*TEXT*
Re: objects(pattern=...) and parsing of character strings

Alan Zaslavsky (zaslavsk@hcp.med.harvard.edu)
Mon, 19 Jan 1998 08:36:01 -0500 (EST)


> From: Brett Presnell <presnell@maths.anu.edu.au>
.
.
.
> This in turn is caused because paste() is eating the "\" in "\.":
>
> > paste("(","^S\.",")",sep="",collapse="|")
> [1] "(^S.)"
>
> Actually, I suppose the S parser is eating the "\" before it ever gets
> to paste(). Something about this seems like a bug to me, but I'm not
> always sure what I should expect from character operations in S. Note
> that S eats the "\" in "\.","\*","\^","\$","\(","\)","\[", and "\]",
> but not in "\\". Maybe if I just remember that at all times I'll be
> right.
.
.
.

What is going on here is not exactly what it appears, because of the
conventions that S uses in printing character strings. In parsing a
string, the backslash ("\") is an escape character The escape is used,
in particular, to indicate an octal representation of a character or to
indicate some other special characters such as newline="\n", etc. The
backslash appearing before an ordinary character other letters
"escapes" the letter but when the letter has no special meaning, the
backslash has no effect. Therefore to include the backslash in a
string, it must itself be escaped. See following examples:

> "\a" ## backslash escape has no effect
[1] "a"

*DATASET*
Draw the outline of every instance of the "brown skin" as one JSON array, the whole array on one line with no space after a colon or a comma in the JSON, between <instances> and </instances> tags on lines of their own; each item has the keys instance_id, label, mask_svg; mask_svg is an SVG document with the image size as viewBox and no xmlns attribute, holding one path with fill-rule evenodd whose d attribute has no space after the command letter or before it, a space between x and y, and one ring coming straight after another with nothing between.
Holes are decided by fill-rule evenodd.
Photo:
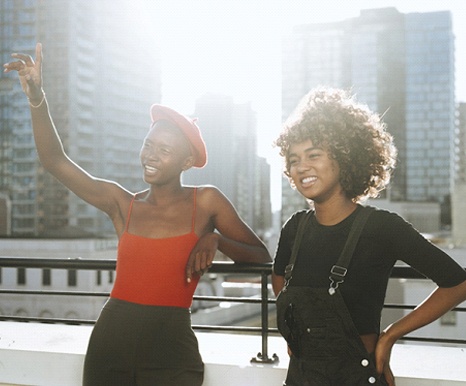
<instances>
[{"instance_id":1,"label":"brown skin","mask_svg":"<svg viewBox=\"0 0 466 386\"><path fill-rule=\"evenodd\" d=\"M287 154L287 176L296 189L314 202L315 216L322 225L335 225L347 218L357 207L348 198L339 182L340 168L328 149L316 147L311 140L290 146ZM284 286L284 277L272 274L272 287L278 295ZM410 314L388 326L379 337L376 334L361 336L367 351L375 351L376 367L390 386L395 379L390 369L393 345L402 336L417 330L466 300L466 281L452 288L437 288Z\"/></svg>"},{"instance_id":2,"label":"brown skin","mask_svg":"<svg viewBox=\"0 0 466 386\"><path fill-rule=\"evenodd\" d=\"M42 46L36 46L36 60L13 54L15 61L4 64L4 72L17 71L21 86L32 105L41 103ZM118 237L125 230L133 193L114 181L94 177L74 163L50 117L47 101L31 107L37 152L43 167L84 201L105 212ZM186 139L180 133L154 125L141 148L144 180L149 188L134 202L128 231L143 237L166 238L191 231L193 188L181 184L181 173L193 165ZM186 280L202 275L220 250L235 262L270 262L264 243L239 217L231 202L215 187L198 188L195 233L199 241L186 265ZM217 230L217 232L214 232Z\"/></svg>"}]
</instances>

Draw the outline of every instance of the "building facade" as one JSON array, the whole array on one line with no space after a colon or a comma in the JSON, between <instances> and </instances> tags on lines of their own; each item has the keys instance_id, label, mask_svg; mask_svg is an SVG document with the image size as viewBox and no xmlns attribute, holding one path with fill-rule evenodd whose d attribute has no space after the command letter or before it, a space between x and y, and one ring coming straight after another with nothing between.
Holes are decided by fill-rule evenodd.
<instances>
[{"instance_id":1,"label":"building facade","mask_svg":"<svg viewBox=\"0 0 466 386\"><path fill-rule=\"evenodd\" d=\"M272 225L270 166L257 155L256 113L251 104L207 94L197 100L194 117L206 143L207 165L188 170L183 182L218 187L262 236Z\"/></svg>"},{"instance_id":2,"label":"building facade","mask_svg":"<svg viewBox=\"0 0 466 386\"><path fill-rule=\"evenodd\" d=\"M161 85L157 52L125 23L129 7L120 0L0 0L0 60L12 52L33 56L40 41L44 89L66 152L88 172L138 190L138 153ZM141 76L141 68L150 71ZM107 216L40 166L15 74L0 75L0 115L0 193L11 200L11 233L112 233Z\"/></svg>"},{"instance_id":3,"label":"building facade","mask_svg":"<svg viewBox=\"0 0 466 386\"><path fill-rule=\"evenodd\" d=\"M448 199L455 127L450 12L363 10L341 22L297 26L283 47L283 119L314 87L351 89L383 115L398 148L383 198L439 204ZM293 200L284 206L302 207L302 200Z\"/></svg>"}]
</instances>

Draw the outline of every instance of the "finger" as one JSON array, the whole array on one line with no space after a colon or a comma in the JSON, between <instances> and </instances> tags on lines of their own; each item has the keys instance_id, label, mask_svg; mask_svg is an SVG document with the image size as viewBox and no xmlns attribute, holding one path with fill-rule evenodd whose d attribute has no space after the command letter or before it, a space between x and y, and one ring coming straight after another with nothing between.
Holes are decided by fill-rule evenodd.
<instances>
[{"instance_id":1,"label":"finger","mask_svg":"<svg viewBox=\"0 0 466 386\"><path fill-rule=\"evenodd\" d=\"M23 62L28 67L34 66L34 59L32 59L31 55L21 54L21 53L14 53L11 54L13 58L16 58Z\"/></svg>"},{"instance_id":2,"label":"finger","mask_svg":"<svg viewBox=\"0 0 466 386\"><path fill-rule=\"evenodd\" d=\"M197 252L196 253L196 259L194 262L194 271L195 272L201 272L205 268L205 264L203 264L202 260L204 258L204 253L203 252Z\"/></svg>"},{"instance_id":3,"label":"finger","mask_svg":"<svg viewBox=\"0 0 466 386\"><path fill-rule=\"evenodd\" d=\"M42 67L42 43L37 43L36 44L36 63L39 66L39 68Z\"/></svg>"},{"instance_id":4,"label":"finger","mask_svg":"<svg viewBox=\"0 0 466 386\"><path fill-rule=\"evenodd\" d=\"M4 67L4 69L6 71L20 71L21 69L24 68L24 66L25 66L25 64L21 60L17 60L15 62L5 63L3 65L3 67Z\"/></svg>"}]
</instances>

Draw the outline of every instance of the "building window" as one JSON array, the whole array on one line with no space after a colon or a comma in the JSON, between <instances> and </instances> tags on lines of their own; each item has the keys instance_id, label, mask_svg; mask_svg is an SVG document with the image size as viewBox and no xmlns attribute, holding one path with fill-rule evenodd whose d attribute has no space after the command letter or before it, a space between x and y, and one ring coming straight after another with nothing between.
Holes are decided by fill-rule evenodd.
<instances>
[{"instance_id":1,"label":"building window","mask_svg":"<svg viewBox=\"0 0 466 386\"><path fill-rule=\"evenodd\" d=\"M16 271L16 281L18 285L26 285L26 268L18 268Z\"/></svg>"},{"instance_id":2,"label":"building window","mask_svg":"<svg viewBox=\"0 0 466 386\"><path fill-rule=\"evenodd\" d=\"M68 270L68 287L76 287L78 285L78 274L75 269Z\"/></svg>"},{"instance_id":3,"label":"building window","mask_svg":"<svg viewBox=\"0 0 466 386\"><path fill-rule=\"evenodd\" d=\"M52 284L52 271L49 268L42 270L42 285Z\"/></svg>"},{"instance_id":4,"label":"building window","mask_svg":"<svg viewBox=\"0 0 466 386\"><path fill-rule=\"evenodd\" d=\"M456 311L448 311L440 317L440 325L442 326L456 326Z\"/></svg>"}]
</instances>

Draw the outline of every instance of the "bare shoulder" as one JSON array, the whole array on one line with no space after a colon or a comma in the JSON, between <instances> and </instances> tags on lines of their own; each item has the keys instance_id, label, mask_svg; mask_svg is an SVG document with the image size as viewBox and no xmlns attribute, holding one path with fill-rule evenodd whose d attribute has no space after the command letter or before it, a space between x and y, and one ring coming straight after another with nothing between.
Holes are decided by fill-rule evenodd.
<instances>
[{"instance_id":1,"label":"bare shoulder","mask_svg":"<svg viewBox=\"0 0 466 386\"><path fill-rule=\"evenodd\" d=\"M209 207L230 204L229 199L214 185L198 186L197 197L200 205L207 205Z\"/></svg>"}]
</instances>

*WHAT YOU SHOULD DO*
Answer these from the reply about backslashes in S strings:
1. What output does the quoted message show for the paste() call?
2. In which escaped sequence does the quoted message say S does not eat the backslash?
3. According to the reply, what two things is the escape used to indicate when parsing a string?

*FINISHED TASK*
1. [1] "(^S.)"
2. "\\"
3. An octal representation of a character, and other special characters such as newline="\n".